# Data entries start
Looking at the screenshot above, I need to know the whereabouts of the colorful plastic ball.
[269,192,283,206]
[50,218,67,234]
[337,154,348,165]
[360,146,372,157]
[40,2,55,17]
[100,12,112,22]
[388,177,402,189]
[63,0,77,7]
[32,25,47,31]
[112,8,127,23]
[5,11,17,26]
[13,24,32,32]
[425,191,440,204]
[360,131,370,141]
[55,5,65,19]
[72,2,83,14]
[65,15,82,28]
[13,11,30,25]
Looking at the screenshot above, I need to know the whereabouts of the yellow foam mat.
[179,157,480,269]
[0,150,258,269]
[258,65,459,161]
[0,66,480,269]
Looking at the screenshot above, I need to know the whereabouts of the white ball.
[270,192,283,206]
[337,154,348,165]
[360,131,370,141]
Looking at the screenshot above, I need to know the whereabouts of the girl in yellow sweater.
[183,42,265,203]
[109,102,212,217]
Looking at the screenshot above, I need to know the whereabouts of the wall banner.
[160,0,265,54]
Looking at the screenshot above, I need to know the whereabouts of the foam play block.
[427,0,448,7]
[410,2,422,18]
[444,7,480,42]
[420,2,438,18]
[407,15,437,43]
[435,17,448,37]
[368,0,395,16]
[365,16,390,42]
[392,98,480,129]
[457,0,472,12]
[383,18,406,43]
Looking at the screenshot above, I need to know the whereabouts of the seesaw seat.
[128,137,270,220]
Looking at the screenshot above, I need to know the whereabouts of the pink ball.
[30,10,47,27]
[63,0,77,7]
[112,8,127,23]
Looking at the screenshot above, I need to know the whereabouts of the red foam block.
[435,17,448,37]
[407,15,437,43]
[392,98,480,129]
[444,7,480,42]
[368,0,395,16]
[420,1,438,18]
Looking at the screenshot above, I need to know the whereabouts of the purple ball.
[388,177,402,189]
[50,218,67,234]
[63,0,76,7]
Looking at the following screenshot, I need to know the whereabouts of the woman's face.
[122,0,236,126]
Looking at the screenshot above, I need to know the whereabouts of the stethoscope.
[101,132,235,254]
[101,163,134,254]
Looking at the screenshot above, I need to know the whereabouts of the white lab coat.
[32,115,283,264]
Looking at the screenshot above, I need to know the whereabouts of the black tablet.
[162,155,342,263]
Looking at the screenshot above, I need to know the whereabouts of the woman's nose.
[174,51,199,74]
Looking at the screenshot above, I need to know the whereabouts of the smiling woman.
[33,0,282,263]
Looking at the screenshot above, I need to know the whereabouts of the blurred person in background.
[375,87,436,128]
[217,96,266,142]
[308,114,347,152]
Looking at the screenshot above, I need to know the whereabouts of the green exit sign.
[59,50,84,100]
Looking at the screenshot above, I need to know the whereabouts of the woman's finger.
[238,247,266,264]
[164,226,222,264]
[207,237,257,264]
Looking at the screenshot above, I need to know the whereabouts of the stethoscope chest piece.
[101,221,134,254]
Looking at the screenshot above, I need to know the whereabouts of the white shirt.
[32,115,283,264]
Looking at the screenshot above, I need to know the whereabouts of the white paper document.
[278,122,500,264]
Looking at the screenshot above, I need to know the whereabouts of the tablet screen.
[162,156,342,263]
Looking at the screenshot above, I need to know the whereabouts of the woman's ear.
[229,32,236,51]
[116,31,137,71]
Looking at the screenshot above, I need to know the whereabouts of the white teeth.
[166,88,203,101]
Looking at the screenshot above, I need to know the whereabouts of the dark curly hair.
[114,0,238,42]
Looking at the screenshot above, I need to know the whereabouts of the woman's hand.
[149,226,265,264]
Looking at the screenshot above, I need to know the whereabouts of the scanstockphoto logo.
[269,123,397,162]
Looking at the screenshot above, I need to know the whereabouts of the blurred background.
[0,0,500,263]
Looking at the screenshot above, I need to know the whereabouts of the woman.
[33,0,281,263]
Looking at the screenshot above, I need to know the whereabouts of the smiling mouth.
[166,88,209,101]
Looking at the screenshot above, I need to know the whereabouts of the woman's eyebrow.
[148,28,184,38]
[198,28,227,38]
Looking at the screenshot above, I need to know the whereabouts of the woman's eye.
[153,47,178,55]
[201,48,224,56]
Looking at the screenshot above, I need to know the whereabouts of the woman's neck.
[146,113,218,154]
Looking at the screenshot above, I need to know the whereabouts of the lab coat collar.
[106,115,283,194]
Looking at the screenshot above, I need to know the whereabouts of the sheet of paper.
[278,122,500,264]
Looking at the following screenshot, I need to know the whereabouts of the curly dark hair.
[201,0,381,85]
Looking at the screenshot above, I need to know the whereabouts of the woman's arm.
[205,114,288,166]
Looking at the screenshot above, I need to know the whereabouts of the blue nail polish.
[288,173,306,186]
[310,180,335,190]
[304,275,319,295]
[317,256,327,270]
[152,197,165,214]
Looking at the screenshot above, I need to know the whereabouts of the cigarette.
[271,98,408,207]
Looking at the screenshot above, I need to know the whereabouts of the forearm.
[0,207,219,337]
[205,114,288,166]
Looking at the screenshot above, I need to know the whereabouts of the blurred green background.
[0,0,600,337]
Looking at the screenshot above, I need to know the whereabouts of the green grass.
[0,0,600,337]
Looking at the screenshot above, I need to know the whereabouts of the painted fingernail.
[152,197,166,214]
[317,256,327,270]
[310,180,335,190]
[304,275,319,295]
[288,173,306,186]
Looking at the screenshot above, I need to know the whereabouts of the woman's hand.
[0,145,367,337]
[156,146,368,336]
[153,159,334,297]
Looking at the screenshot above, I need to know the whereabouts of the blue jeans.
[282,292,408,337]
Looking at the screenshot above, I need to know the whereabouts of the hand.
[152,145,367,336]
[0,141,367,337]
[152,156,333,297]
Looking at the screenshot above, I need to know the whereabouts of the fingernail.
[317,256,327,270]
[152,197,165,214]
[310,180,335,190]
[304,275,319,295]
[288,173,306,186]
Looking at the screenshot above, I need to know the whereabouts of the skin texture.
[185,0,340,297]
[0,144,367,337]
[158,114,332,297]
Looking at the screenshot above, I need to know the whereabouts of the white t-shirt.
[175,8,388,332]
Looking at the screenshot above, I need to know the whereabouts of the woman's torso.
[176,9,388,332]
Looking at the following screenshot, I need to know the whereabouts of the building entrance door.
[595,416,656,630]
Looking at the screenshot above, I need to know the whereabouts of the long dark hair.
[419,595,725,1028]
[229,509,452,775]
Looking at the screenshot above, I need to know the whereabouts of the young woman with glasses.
# Data entries end
_Requirements_
Rewrite the entries above, from the very first one down through the line containing "[63,0,76,7]", keeping the requests as they are. Scale each bounding-box coordinate in the answers by 2.4 and round the result to a whole number, with halves rounding up.

_Right answer_
Looking at the screenshot above, I need to know the whereabouts of the colorful plastic ball.
[646,461,679,494]
[120,523,161,562]
[809,370,835,396]
[864,350,893,377]
[96,5,132,41]
[240,29,269,53]
[931,425,965,454]
[151,0,185,17]
[77,60,113,74]
[269,19,305,55]
[12,26,41,62]
[31,58,77,77]
[1020,458,1056,490]
[864,314,888,338]
[132,12,156,46]
[173,5,199,34]
[156,36,197,67]
[31,26,72,60]
Looking at the screenshot above, I need to know the whereabouts of the yellow foam mat.
[430,377,1152,646]
[0,360,619,646]
[619,156,1102,386]
[0,158,1152,646]
Looking at the screenshot above, I need to know the whereabouts of the white ball.
[648,461,679,494]
[809,370,835,396]
[864,314,888,338]
Looking at the screenshot above, I need to know the whereabouts of the girl in yellow sweater.
[439,101,636,487]
[262,245,509,521]
Looking at the screenshot above, I need to know the whereabouts of the wall banner.
[384,0,636,130]
Looking at the screenshot above, I need to know the whereabouts of the foam play block.
[1025,0,1075,17]
[984,5,1013,43]
[1066,17,1152,101]
[1008,5,1051,43]
[977,36,1049,103]
[1044,41,1075,89]
[883,0,948,38]
[876,38,936,101]
[941,235,1152,310]
[1097,0,1133,29]
[919,43,974,103]
Looking at the screenshot above, I need to know the whereabouts of the seesaw seat.
[307,329,648,528]
Looking at the screenshot above, I need to know the whereabouts of the pink ball.
[72,24,113,65]
[151,0,185,17]
[269,19,305,55]
Looking at the screenshot above, I need to know the whereabouts of the red foam block.
[1044,41,1075,89]
[977,36,1049,103]
[941,235,1152,310]
[1066,17,1152,101]
[883,0,948,38]
[1008,2,1051,43]
Looking at the screenshot above, I need to know the whereabouts of the purple ball.
[931,425,965,454]
[120,523,161,562]
[151,0,182,17]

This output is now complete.